DOCUMENT EXCERPT:
════

The EU, in a statement, said urgent steps are needed to fight to protect such activists, BBC reported.

“The murder of Lesbia Yaneth Urquía adds to the dire list of Human Rights Defenders that were recently murdered in Honduras, including journalist Henry Roberto Reyes Salazar, environmentalist and indigenous leaders Berta Cáceres and Nelson García, and leader of LGBTI community René Martinez, the EU said in a statement.

“This killing as well as the climate of violence that continues to prevail over human rights activists in the country is an extremely worrying development,” the statement said.

The EU said decisive steps should be taken to protect defenders of human rights. That includes the need for impartial investigations that lead to prosecution and indictment, it said, as well as effective protection for other potential victims.

Urquia’s body was found July 6 on a rubbish dump in Marcala about 100 miles west of the capital, Tegucigalpa. She had reportedly suffered a severe head injury.

The 49-year-old mother of three was a member of the Council of Indigenous People of Honduras (Copinh) – the organization founded by Caceres. She had been trying to stop the hydroelectric project in Honduras’s western La Paz department.

“The death of Lesbia Yaneth is a political femicide that tries to silence the voices of women with the courage and bravery to defend their rights,” Copinh said in a statement. “We hold the Honduras government directly responsible for this murder.”

Violence in Honduras has increased since the 2009 ouster of President Manuel Zelaya. A right-wing government that came in after licensed hundreds of infrastructure projects like mines and hydroelectric dams in environmentally sensitive areas.

The violence has not gone unnoticed by U.S. officials, either.

Congressman Hank Johnson, a Democrat from Georgia, put the Berta Caceres Human Rights Act before the House of Representatives that would suspend U.S. security assistance in Honduras until human rights violations by security forces ended.

Caceres was killed in March when two men entered her house and shot her in the head. Four people have been arrested in connection with her murder.

Killings of environmental activists rose 20 percent in one year, according to campaign group Global Witness. The group said there were 116 deaths worldwide in 2014, including 29 in Brazil, 25 in Colombia and 15 in the Philippines.

Activists also faced abduction and other threats if they dared interfere in corporate or state interests, the report said.

════

STORED DATA:
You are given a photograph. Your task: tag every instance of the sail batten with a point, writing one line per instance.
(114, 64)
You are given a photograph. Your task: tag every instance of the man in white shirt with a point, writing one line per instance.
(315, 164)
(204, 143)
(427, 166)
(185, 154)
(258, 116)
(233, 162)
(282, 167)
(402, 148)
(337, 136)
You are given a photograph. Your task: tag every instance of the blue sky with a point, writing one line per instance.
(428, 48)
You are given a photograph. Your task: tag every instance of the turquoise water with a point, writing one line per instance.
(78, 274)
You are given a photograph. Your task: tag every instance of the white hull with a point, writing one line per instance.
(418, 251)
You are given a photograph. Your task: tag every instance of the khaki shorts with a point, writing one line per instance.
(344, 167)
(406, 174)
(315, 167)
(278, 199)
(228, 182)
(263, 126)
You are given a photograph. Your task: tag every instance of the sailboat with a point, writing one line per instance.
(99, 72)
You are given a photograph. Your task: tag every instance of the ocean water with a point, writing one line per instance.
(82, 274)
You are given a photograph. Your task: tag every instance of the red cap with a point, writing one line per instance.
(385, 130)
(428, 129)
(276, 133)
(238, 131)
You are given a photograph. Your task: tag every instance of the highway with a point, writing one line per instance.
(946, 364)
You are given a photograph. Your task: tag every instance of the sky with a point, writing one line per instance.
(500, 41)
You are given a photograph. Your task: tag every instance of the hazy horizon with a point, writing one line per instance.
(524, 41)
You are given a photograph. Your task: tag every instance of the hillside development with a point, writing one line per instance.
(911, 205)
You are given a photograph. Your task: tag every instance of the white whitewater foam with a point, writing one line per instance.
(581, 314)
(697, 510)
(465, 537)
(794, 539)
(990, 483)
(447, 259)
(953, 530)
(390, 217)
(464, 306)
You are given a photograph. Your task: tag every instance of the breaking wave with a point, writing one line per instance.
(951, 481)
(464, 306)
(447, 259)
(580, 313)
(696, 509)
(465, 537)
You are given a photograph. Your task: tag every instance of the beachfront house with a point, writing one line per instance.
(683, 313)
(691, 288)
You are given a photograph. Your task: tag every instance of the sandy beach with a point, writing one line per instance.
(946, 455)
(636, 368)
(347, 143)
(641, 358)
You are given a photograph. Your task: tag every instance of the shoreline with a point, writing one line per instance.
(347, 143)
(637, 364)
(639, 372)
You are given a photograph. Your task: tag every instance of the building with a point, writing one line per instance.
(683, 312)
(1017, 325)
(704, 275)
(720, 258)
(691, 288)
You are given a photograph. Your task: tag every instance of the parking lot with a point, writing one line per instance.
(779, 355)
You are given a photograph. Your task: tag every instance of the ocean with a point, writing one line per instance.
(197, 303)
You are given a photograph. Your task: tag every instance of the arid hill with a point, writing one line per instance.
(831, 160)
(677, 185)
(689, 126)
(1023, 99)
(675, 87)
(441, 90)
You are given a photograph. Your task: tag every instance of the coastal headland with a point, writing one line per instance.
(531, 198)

════

STATED GOAL: In the Honduras article, list the human rights defenders the EU statement names as recently murdered in Honduras, besides Lesbia Yaneth Urquía. The data plays no part in what comes next.

RESULT OF THIS TASK:
- Henry Roberto Reyes Salazar
- Berta Cáceres
- Nelson García
- René Martinez